* [Records provided]:
[Start of section]
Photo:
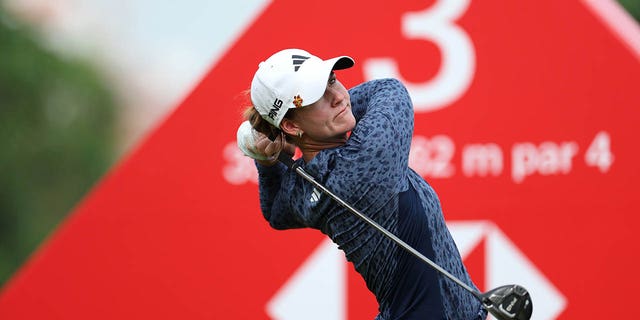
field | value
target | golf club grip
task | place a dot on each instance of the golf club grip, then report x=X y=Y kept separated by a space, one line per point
x=286 y=159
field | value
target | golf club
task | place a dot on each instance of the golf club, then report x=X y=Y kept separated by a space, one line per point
x=504 y=303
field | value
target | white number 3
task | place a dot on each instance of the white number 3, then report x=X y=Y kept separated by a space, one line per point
x=458 y=56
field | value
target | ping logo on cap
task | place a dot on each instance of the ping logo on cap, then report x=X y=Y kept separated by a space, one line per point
x=298 y=60
x=273 y=113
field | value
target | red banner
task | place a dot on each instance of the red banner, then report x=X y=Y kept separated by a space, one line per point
x=526 y=125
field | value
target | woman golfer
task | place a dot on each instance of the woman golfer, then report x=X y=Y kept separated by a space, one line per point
x=355 y=142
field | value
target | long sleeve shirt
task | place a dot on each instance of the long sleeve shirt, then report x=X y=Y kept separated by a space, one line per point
x=370 y=172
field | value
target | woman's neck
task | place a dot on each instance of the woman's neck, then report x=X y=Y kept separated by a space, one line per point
x=311 y=148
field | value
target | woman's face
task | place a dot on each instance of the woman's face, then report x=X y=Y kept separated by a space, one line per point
x=328 y=118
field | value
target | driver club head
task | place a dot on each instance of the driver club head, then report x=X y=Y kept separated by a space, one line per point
x=510 y=302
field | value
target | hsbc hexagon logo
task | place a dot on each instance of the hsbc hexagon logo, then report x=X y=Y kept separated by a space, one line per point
x=317 y=290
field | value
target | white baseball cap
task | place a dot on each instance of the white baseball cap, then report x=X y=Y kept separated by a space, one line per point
x=291 y=78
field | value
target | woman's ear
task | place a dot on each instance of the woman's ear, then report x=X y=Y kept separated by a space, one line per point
x=289 y=127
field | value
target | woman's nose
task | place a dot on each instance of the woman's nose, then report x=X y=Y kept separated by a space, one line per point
x=338 y=98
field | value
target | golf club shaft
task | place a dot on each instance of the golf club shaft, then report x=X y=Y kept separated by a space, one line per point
x=284 y=158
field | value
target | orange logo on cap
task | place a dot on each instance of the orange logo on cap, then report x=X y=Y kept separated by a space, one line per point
x=297 y=101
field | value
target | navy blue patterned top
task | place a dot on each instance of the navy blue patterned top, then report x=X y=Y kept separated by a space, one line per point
x=371 y=173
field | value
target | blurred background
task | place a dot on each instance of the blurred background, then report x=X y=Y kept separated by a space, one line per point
x=81 y=83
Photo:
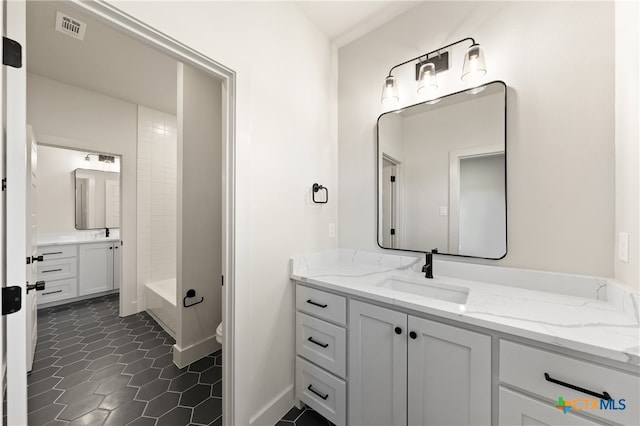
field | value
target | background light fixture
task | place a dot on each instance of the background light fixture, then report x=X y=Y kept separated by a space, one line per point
x=390 y=90
x=426 y=69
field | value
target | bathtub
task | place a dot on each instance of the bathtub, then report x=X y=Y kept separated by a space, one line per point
x=160 y=300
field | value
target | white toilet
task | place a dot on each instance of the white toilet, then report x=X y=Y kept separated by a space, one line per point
x=219 y=333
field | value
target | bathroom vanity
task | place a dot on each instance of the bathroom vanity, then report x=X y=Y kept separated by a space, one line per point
x=378 y=343
x=77 y=267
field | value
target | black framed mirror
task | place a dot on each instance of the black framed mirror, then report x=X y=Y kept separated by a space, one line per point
x=442 y=175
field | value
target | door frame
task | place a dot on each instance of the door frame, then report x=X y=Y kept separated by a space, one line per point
x=143 y=32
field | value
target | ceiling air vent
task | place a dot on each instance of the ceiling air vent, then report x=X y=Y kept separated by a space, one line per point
x=70 y=26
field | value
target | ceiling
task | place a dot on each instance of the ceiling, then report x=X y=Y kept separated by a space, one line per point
x=114 y=64
x=106 y=61
x=345 y=21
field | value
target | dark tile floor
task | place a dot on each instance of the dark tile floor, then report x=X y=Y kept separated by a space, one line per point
x=304 y=417
x=93 y=368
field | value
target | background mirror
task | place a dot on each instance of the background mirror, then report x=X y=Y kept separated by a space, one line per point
x=441 y=175
x=97 y=199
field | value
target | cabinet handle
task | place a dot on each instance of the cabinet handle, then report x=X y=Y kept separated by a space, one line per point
x=324 y=345
x=603 y=395
x=323 y=396
x=316 y=304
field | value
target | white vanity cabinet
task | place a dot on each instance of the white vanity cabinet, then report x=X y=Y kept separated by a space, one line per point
x=58 y=269
x=321 y=353
x=409 y=370
x=547 y=376
x=96 y=267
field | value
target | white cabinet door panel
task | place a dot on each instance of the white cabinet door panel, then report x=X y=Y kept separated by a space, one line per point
x=377 y=366
x=449 y=375
x=95 y=268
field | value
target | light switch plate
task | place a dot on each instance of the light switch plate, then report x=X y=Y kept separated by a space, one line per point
x=623 y=247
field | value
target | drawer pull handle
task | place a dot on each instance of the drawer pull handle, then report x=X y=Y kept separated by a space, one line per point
x=603 y=395
x=323 y=396
x=324 y=345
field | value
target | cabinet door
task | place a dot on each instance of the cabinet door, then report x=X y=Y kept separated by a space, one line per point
x=519 y=410
x=449 y=375
x=95 y=268
x=377 y=366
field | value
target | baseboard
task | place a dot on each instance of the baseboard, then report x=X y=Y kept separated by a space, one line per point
x=274 y=410
x=185 y=356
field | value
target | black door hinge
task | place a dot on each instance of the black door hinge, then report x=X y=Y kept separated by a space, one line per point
x=11 y=299
x=11 y=53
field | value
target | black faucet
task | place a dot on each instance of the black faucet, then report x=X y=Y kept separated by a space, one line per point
x=428 y=266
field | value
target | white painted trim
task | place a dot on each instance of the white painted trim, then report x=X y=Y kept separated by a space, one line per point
x=271 y=413
x=454 y=186
x=185 y=356
x=137 y=29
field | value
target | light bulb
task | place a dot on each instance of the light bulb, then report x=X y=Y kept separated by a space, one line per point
x=389 y=90
x=427 y=81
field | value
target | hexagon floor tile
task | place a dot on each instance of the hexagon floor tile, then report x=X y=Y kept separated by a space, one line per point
x=93 y=368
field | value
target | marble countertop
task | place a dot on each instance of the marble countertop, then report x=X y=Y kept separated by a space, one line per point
x=592 y=315
x=80 y=237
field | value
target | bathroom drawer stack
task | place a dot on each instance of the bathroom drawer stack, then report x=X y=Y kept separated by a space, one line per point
x=58 y=270
x=321 y=361
x=531 y=376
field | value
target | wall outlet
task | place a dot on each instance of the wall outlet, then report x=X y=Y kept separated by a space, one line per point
x=623 y=247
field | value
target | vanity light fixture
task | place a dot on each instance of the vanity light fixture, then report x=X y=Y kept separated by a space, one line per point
x=428 y=66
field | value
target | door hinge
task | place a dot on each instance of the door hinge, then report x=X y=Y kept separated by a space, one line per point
x=11 y=299
x=11 y=53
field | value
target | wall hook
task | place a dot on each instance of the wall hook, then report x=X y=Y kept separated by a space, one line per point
x=191 y=293
x=316 y=188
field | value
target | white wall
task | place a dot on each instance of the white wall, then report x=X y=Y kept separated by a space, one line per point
x=560 y=120
x=70 y=117
x=56 y=186
x=199 y=211
x=156 y=208
x=627 y=87
x=286 y=140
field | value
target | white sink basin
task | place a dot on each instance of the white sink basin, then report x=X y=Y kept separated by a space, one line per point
x=427 y=288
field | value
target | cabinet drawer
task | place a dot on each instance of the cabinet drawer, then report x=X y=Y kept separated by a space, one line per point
x=322 y=343
x=525 y=367
x=322 y=391
x=57 y=252
x=58 y=290
x=57 y=269
x=516 y=409
x=322 y=304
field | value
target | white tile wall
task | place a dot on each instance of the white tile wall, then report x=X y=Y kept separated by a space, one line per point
x=157 y=168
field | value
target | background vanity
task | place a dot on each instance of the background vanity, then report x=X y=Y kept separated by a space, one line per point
x=78 y=199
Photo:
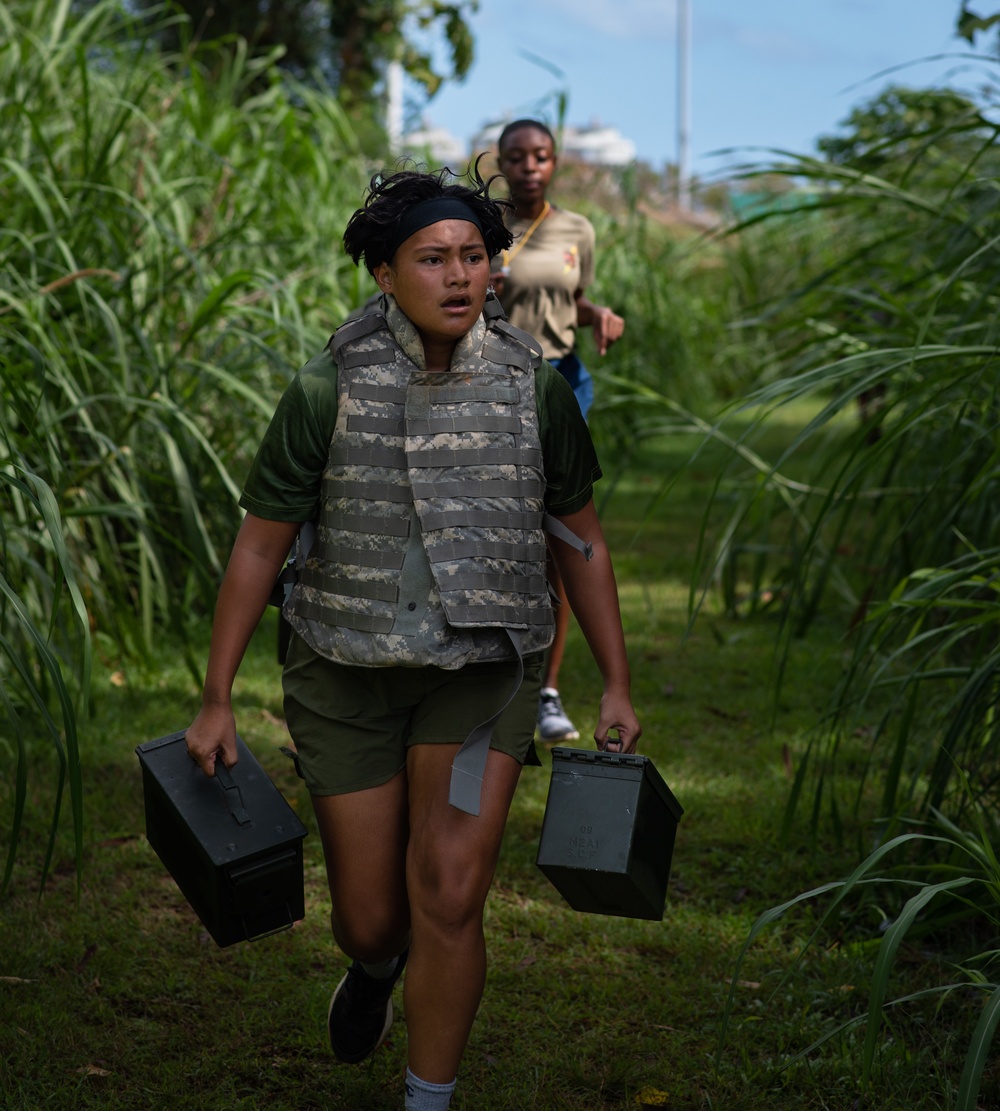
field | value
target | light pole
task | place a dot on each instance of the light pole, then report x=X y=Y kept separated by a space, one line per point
x=683 y=104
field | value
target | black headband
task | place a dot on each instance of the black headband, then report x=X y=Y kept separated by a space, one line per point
x=425 y=213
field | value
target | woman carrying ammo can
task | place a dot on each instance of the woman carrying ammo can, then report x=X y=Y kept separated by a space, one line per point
x=438 y=454
x=541 y=281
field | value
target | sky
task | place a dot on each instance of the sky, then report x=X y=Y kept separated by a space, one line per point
x=770 y=73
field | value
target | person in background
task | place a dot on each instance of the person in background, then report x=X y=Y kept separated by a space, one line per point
x=421 y=614
x=541 y=281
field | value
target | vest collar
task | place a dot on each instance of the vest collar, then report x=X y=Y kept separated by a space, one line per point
x=407 y=337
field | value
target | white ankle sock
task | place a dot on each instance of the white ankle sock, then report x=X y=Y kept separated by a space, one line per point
x=422 y=1096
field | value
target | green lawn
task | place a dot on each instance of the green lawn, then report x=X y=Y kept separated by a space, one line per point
x=119 y=999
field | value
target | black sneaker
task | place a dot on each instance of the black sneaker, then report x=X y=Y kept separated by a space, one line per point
x=361 y=1012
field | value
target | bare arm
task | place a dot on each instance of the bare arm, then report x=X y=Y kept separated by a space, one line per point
x=259 y=551
x=608 y=326
x=592 y=596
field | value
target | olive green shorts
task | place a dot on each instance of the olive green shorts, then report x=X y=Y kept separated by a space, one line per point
x=352 y=726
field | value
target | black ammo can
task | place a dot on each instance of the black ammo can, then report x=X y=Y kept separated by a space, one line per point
x=231 y=842
x=608 y=832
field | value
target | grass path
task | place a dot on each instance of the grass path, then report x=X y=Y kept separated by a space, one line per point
x=120 y=1000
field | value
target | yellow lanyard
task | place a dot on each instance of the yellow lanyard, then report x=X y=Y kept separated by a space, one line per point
x=507 y=256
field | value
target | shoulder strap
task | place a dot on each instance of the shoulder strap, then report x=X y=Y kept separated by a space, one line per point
x=492 y=310
x=520 y=338
x=356 y=330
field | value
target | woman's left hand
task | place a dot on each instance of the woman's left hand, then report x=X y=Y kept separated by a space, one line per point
x=607 y=327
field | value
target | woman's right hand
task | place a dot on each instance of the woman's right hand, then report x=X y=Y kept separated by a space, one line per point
x=212 y=736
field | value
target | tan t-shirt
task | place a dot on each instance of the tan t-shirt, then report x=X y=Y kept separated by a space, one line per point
x=545 y=274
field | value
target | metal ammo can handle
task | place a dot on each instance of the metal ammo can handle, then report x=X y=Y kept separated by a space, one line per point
x=231 y=793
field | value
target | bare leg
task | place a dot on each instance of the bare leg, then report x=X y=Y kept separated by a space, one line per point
x=450 y=867
x=365 y=842
x=553 y=660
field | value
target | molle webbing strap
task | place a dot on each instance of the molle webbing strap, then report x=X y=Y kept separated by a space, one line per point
x=468 y=768
x=351 y=587
x=486 y=488
x=368 y=456
x=476 y=519
x=446 y=393
x=485 y=549
x=369 y=524
x=356 y=330
x=482 y=580
x=343 y=619
x=507 y=616
x=371 y=491
x=365 y=557
x=473 y=457
x=463 y=422
x=378 y=391
x=379 y=426
x=558 y=529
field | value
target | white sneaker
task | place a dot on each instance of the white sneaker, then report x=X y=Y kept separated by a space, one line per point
x=552 y=722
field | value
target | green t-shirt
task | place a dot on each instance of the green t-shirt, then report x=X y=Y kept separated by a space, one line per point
x=283 y=483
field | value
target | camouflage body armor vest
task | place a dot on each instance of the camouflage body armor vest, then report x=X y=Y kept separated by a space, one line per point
x=430 y=541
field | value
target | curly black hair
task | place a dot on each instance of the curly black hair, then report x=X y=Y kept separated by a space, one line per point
x=371 y=231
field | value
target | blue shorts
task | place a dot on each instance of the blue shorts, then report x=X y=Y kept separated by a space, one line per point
x=579 y=378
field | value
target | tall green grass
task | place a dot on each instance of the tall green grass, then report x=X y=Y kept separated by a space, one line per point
x=168 y=258
x=880 y=518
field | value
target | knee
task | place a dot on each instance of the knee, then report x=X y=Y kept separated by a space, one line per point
x=370 y=939
x=448 y=897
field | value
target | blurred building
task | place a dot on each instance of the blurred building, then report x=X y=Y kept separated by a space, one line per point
x=596 y=143
x=437 y=147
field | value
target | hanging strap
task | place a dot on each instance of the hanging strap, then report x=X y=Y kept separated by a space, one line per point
x=469 y=764
x=558 y=529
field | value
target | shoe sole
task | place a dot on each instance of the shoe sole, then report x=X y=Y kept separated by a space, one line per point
x=353 y=1059
x=573 y=736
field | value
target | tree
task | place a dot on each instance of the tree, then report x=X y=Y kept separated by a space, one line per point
x=350 y=40
x=902 y=129
x=970 y=24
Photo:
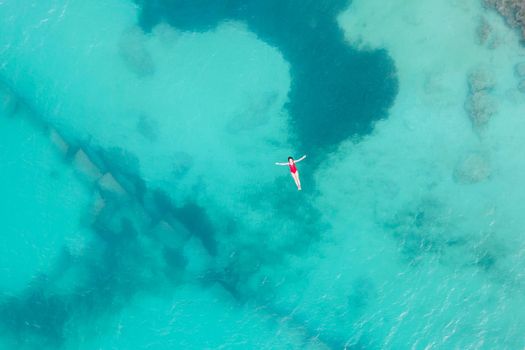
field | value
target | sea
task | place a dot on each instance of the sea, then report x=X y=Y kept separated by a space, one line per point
x=141 y=206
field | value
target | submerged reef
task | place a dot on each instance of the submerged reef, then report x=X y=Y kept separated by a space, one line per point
x=480 y=105
x=512 y=10
x=471 y=169
x=337 y=91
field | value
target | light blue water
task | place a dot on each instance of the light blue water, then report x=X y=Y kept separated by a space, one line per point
x=141 y=208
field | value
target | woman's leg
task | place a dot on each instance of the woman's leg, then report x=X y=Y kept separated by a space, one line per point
x=296 y=179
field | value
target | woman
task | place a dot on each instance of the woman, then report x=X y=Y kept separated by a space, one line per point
x=293 y=169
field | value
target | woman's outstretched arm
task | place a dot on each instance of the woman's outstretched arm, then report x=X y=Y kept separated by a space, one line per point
x=302 y=158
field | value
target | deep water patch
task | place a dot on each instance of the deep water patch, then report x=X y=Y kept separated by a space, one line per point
x=337 y=91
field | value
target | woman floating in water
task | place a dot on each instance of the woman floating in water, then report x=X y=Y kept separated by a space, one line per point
x=293 y=169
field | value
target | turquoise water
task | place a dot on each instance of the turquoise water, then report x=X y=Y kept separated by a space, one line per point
x=142 y=209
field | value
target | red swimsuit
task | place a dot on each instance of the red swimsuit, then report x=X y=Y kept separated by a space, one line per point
x=293 y=168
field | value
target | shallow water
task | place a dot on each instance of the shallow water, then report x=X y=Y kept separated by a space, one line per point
x=142 y=208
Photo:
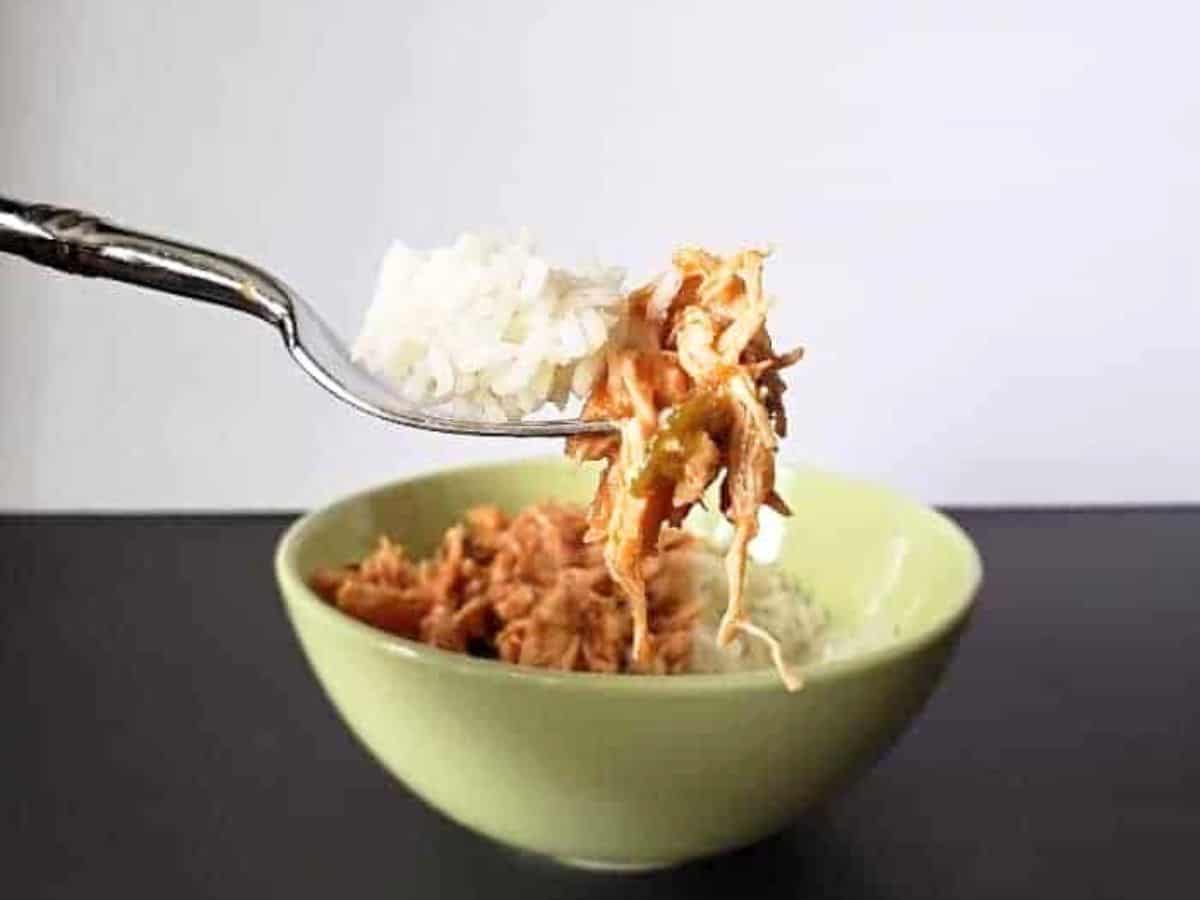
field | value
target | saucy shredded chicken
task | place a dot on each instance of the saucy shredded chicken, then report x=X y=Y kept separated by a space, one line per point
x=695 y=385
x=528 y=591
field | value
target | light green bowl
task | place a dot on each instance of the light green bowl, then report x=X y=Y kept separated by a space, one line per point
x=636 y=772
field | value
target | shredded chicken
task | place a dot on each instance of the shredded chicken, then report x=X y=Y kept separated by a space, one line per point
x=528 y=591
x=695 y=385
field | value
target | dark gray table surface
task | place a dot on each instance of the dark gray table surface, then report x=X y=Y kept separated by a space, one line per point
x=162 y=736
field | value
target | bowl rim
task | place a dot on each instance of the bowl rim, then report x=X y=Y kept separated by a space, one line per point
x=297 y=593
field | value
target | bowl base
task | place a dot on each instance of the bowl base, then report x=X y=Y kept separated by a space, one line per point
x=613 y=867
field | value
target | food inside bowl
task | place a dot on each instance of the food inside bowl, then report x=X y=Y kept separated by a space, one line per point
x=683 y=365
x=532 y=591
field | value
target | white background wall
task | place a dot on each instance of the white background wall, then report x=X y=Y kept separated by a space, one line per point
x=988 y=220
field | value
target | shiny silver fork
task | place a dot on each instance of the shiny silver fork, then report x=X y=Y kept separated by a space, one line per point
x=82 y=244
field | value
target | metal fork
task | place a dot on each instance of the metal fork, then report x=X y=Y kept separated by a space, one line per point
x=83 y=244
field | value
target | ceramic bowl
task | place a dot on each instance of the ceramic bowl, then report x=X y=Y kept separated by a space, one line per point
x=636 y=772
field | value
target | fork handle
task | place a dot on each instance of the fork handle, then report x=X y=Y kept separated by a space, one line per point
x=83 y=244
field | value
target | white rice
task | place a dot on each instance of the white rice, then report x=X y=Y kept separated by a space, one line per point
[End of section]
* [Task instructions]: Return exactly the lines above from the line that has "target | sky" through the line that has "target | woman's left hand", inclusive, and nothing else.

* [Answer box]:
target | sky
task | place a dot on each instance of the sky, then report x=X y=Y kept separated by a space, one line per point
x=770 y=73
field | value
target | person in background
task | place a dot on each instance of the person in background, then report x=X y=Y kept separated by a space, one line per point
x=421 y=614
x=541 y=281
field | value
target | vest collar
task | place a dot on each instance of the vest collar, then report x=X y=Y kept separated by a space, one line per point
x=407 y=337
field | value
target | white ankle sock
task | place a dot on each instance of the white ankle sock, then report x=X y=Y kept separated by a space, one line per point
x=422 y=1096
field | value
target | green lawn
task | place a dot on each instance of the green lawn, then report x=X y=Y kept separated by a space, one line per point
x=119 y=999
field | value
target | black sneaker
task | place a dot on each instance of the black sneaker, then report x=X y=Y kept separated by a space, one line per point
x=361 y=1012
field | value
target | bare arm
task | place a dot on each instance of the bare arm, then report x=X y=Y kept separated by a space, one line per point
x=259 y=551
x=608 y=326
x=592 y=596
field | value
target | olive green shorts
task | place a dot on each instance of the olive green shorts, then report x=X y=Y kept separated by a space, one line per point
x=352 y=726
field | value
target | black ammo can
task | place a dot on each instance of the black ammo can, then report x=X y=Y kept separated by a space, one line per point
x=231 y=842
x=608 y=832
field | value
target | grass path
task | place a dot on each instance of the grass path, then report x=X y=Y kept separated by a space, one line per point
x=120 y=1000
field | value
target | yellow lanyard
task | place a dot on each instance of the yellow lanyard, then report x=X y=Y kept separated by a space, one line per point
x=507 y=256
field | value
target | shoulder strap
task | place a dot on each instance of the shoulder strap, then report x=X y=Y kept separated by a space, one line per point
x=492 y=310
x=520 y=338
x=356 y=330
field | value
target | woman's left hand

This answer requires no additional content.